Rewrite the rows from the line containing "of the sunset" through the end of the rows, swapping "sunset sky" for "dusk sky" and keeping everything else the same. Omit the pictures from your answer.

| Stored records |
──────
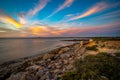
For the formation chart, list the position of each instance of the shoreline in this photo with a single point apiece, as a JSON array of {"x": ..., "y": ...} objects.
[{"x": 48, "y": 65}]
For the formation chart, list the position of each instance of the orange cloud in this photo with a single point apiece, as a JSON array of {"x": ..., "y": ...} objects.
[
  {"x": 96, "y": 8},
  {"x": 67, "y": 3},
  {"x": 39, "y": 30},
  {"x": 37, "y": 8},
  {"x": 6, "y": 18}
]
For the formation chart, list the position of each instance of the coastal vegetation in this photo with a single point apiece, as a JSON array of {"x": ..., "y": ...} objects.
[{"x": 95, "y": 67}]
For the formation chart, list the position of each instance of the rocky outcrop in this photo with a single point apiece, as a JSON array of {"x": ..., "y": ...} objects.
[{"x": 48, "y": 66}]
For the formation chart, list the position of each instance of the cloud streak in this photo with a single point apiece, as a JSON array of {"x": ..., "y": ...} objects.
[
  {"x": 8, "y": 19},
  {"x": 96, "y": 8},
  {"x": 66, "y": 4},
  {"x": 37, "y": 8}
]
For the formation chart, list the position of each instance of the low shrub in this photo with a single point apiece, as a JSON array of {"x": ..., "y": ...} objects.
[
  {"x": 95, "y": 67},
  {"x": 93, "y": 48}
]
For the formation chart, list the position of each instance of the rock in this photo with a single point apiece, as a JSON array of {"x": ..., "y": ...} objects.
[
  {"x": 33, "y": 69},
  {"x": 48, "y": 56},
  {"x": 18, "y": 76},
  {"x": 65, "y": 61},
  {"x": 40, "y": 73},
  {"x": 58, "y": 65},
  {"x": 69, "y": 67},
  {"x": 66, "y": 55},
  {"x": 63, "y": 50}
]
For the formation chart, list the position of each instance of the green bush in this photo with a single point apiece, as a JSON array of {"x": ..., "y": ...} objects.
[
  {"x": 95, "y": 67},
  {"x": 117, "y": 54},
  {"x": 93, "y": 48}
]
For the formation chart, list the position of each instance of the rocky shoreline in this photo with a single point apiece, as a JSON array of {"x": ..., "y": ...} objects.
[{"x": 48, "y": 66}]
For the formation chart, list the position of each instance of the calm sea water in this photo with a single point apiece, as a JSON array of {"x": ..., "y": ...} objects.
[{"x": 11, "y": 49}]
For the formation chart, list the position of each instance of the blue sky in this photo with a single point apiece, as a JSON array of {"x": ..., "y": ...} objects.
[{"x": 51, "y": 18}]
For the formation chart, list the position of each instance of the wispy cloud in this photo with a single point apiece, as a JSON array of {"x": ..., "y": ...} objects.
[
  {"x": 5, "y": 18},
  {"x": 94, "y": 9},
  {"x": 38, "y": 7},
  {"x": 66, "y": 4},
  {"x": 22, "y": 18}
]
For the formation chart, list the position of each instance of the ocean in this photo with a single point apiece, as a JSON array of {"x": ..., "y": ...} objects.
[{"x": 11, "y": 49}]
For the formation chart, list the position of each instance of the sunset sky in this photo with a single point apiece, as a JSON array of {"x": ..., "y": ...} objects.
[{"x": 59, "y": 18}]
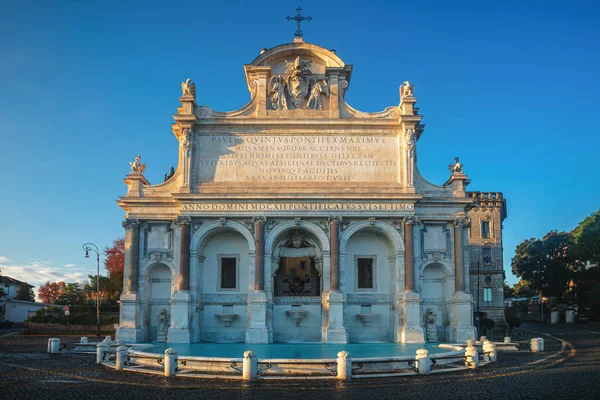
──────
| Answer to the problem |
For the formation chart, list the position of each instance of the dusk sky in this photo with a single point apiece, as a JSON array of {"x": ..., "y": ...} objects.
[{"x": 59, "y": 18}]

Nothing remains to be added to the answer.